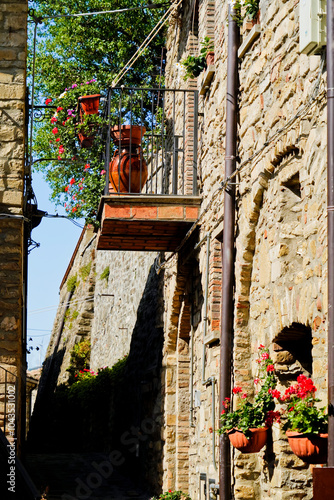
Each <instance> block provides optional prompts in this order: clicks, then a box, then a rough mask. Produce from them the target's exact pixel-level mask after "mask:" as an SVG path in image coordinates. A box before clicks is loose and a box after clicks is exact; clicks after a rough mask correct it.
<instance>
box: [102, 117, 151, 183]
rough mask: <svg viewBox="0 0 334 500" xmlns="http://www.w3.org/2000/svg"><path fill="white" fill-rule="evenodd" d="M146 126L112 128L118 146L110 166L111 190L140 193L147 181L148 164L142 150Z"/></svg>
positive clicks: (110, 163)
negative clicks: (142, 154)
mask: <svg viewBox="0 0 334 500" xmlns="http://www.w3.org/2000/svg"><path fill="white" fill-rule="evenodd" d="M145 132H146V129H145V127H140V126H137V125H134V126H131V127H130V125H122V126H121V127H112V128H111V138H112V140H113V142H114V144H115V146H118V149H116V151H115V153H114V157H113V159H112V161H111V162H110V166H109V180H110V184H111V186H110V187H111V192H114V193H140V192H141V190H142V188H143V187H144V185H145V182H146V181H147V174H148V171H147V164H146V161H145V159H144V158H143V155H142V151H141V146H140V145H141V140H142V137H143V135H144V134H145Z"/></svg>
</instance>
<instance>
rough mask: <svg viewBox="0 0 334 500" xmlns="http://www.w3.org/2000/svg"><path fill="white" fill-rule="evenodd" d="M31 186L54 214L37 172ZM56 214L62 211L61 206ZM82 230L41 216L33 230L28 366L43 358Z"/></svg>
mask: <svg viewBox="0 0 334 500" xmlns="http://www.w3.org/2000/svg"><path fill="white" fill-rule="evenodd" d="M33 189H34V192H35V195H36V198H37V201H38V208H39V209H40V210H44V211H46V212H48V213H49V214H55V213H56V209H55V207H54V206H53V204H52V203H51V202H50V201H49V196H50V189H49V187H48V185H47V184H46V182H45V181H44V180H43V177H42V174H41V173H39V172H37V173H34V174H33ZM58 213H59V214H64V211H63V209H62V208H61V207H58ZM81 231H82V230H81V229H80V228H79V227H76V226H75V225H74V224H73V223H72V222H71V221H69V220H67V219H53V218H43V219H42V221H41V223H40V225H39V226H38V227H37V228H35V229H34V230H33V232H32V239H33V240H34V241H36V242H38V243H40V247H39V248H35V249H34V250H32V252H31V253H30V254H29V256H28V339H30V338H31V339H32V341H28V346H32V347H33V350H32V352H31V353H30V354H27V361H28V368H29V369H31V368H35V367H38V366H40V364H41V363H42V362H43V360H44V357H45V352H46V349H47V346H48V343H49V338H50V334H51V330H52V326H53V321H54V318H55V315H56V311H57V306H58V302H59V285H60V283H61V281H62V279H63V276H64V274H65V271H66V269H67V266H68V263H69V261H70V258H71V256H72V253H73V251H74V249H75V246H76V243H77V240H78V238H79V236H80V233H81ZM36 347H39V351H37V350H36Z"/></svg>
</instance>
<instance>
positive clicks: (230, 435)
mask: <svg viewBox="0 0 334 500" xmlns="http://www.w3.org/2000/svg"><path fill="white" fill-rule="evenodd" d="M267 429H268V428H267V427H260V428H259V429H249V431H250V432H251V436H250V437H249V438H247V437H246V436H245V434H244V433H243V432H242V431H239V430H238V429H232V430H231V431H229V432H228V433H227V435H228V437H229V440H230V442H231V444H232V445H233V446H234V448H237V450H239V451H241V452H242V453H258V452H259V451H260V450H261V449H262V448H263V447H264V445H265V444H266V442H267Z"/></svg>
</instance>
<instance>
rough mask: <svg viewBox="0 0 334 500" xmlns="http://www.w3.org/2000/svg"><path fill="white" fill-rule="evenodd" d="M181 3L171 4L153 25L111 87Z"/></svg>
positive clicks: (149, 43) (118, 81) (116, 82)
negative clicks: (161, 17)
mask: <svg viewBox="0 0 334 500" xmlns="http://www.w3.org/2000/svg"><path fill="white" fill-rule="evenodd" d="M181 3H182V0H179V1H178V3H177V4H175V5H174V4H172V5H171V6H170V8H169V9H168V10H167V12H165V14H164V15H163V16H162V18H161V19H160V21H158V23H157V24H156V25H155V27H154V28H153V30H152V31H151V32H150V33H149V34H148V35H147V37H146V38H145V40H144V41H143V43H142V44H141V46H140V47H139V48H138V50H137V51H136V52H135V53H134V55H133V56H132V57H131V58H130V59H129V61H128V62H127V63H126V64H125V65H124V67H123V69H122V70H121V71H120V72H119V73H118V74H117V75H116V77H115V78H114V80H113V82H112V86H113V87H116V85H117V84H118V83H119V81H120V80H121V79H122V78H123V76H124V75H126V73H127V72H128V71H129V70H130V69H131V68H132V66H133V65H134V63H135V62H136V61H137V59H138V58H139V57H140V56H141V55H142V53H143V52H144V50H145V49H146V47H147V46H148V45H149V44H150V43H151V41H152V40H153V38H155V36H156V35H157V34H158V33H159V31H160V30H161V28H162V27H163V26H164V25H165V24H166V22H167V21H168V20H169V18H170V17H171V16H172V15H173V14H174V11H175V10H176V9H177V8H178V6H179V5H180V4H181Z"/></svg>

★ ★ ★ ★

• _Task description_
Each line from the first line of the records through the line containing "positive clicks: (110, 163)" must be reproduced exactly, with both ends included and all pictures omitted; nothing else belongs in the answer.

• _Exercise solution_
Each <instance> block provides optional prompts in this order: clicks, then a box, then a rough mask. Produce from them the target's exact pixel-level mask after "mask:" as an SVG path in image coordinates. A box before clicks is loose and a box after clicks is exact; clicks after a rough mask correct it.
<instance>
box: [102, 117, 151, 183]
rough mask: <svg viewBox="0 0 334 500" xmlns="http://www.w3.org/2000/svg"><path fill="white" fill-rule="evenodd" d="M146 126L112 128L118 146L110 166L111 190L140 193L147 181L148 164L142 150Z"/></svg>
positive clicks: (110, 163)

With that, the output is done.